(TASK STATEMENT) Each entry below is to be duplicated verbatim.

(DATASET EXCERPTS)
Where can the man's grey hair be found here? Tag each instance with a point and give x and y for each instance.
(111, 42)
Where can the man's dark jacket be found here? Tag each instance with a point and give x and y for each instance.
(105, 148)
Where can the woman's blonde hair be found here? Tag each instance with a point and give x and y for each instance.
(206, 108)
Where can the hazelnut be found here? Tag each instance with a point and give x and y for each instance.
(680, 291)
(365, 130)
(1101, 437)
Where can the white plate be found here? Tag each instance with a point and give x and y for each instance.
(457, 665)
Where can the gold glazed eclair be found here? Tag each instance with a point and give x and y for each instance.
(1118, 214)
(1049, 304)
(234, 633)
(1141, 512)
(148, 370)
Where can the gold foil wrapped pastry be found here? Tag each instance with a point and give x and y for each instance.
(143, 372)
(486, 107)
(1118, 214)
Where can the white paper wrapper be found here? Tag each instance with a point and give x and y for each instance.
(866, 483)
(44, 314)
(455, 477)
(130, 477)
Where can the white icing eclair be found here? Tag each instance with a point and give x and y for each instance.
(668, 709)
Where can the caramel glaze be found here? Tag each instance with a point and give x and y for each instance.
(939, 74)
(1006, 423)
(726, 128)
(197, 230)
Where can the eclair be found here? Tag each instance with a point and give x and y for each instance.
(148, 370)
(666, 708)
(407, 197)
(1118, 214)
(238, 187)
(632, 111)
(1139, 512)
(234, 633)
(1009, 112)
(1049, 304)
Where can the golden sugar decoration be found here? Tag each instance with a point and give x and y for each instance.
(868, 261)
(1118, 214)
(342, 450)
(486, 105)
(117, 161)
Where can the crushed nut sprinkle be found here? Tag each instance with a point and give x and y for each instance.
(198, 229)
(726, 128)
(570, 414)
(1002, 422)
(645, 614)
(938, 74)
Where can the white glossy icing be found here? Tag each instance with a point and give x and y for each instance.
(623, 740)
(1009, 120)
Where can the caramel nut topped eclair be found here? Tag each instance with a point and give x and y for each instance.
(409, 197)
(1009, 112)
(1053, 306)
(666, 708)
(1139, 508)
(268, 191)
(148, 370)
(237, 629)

(THE OUTPUT)
Where can the man's grey hair be found here? Tag each instance with a point and give x and y for each instance.
(111, 42)
Where can the man's dark jacket be found here? Tag each instance with a point and give x and y for each instance.
(105, 148)
Where can the woman's blonde hair be found here? Tag each instance with a point and give x and y for each instance.
(206, 108)
Where can the hazelnut be found here? Tag each instance with a point and give x and y for each instance.
(680, 291)
(365, 130)
(1101, 437)
Where can the white plate be found here? Tag each instance with a point and give x and y for each instance.
(457, 665)
Where can the gold glazed eclair be found here? Tag each instance with a point and give x and y for each instance.
(1118, 214)
(1049, 304)
(234, 633)
(1141, 512)
(148, 370)
Where can the gold foil wrapped pastry be found here? Tag each instance with a point and give x and y for each instance.
(143, 372)
(486, 107)
(1118, 214)
Where can the white paper wrapper be found here? Tag each instance with a point and give x and y for each instance.
(866, 483)
(44, 314)
(455, 477)
(130, 477)
Where can the white icing eclair be found here? Tag each instance with a point and give x and y for each instance.
(668, 709)
Where can the caramel glaze be found here? Tag each instance with a point and give x and y for each instance.
(939, 74)
(1006, 423)
(726, 128)
(197, 230)
Where can the eclair be found here? Tag each instance with a point and give x and y for each instance.
(148, 370)
(666, 708)
(407, 197)
(1118, 214)
(238, 187)
(632, 111)
(1139, 512)
(234, 633)
(1009, 112)
(1049, 304)
Where can the golden sugar decoration be found here? Tag each instance with a point and give x and y for each instance.
(868, 261)
(1118, 214)
(342, 450)
(486, 105)
(117, 161)
Where can the crushed nut sprinkle be found here? Tag each instance with a point and give x and y for each instance.
(198, 229)
(726, 128)
(570, 414)
(1002, 422)
(645, 614)
(938, 74)
Where can the white glossy icing be found here? Tag each instance with a point and give x and y for each instance.
(623, 740)
(1009, 120)
Where can the caramel nut topped eclair be found here? Tag each instance with a point and give x and y for each instance.
(409, 197)
(1009, 112)
(1053, 306)
(666, 708)
(1139, 508)
(268, 191)
(148, 370)
(237, 629)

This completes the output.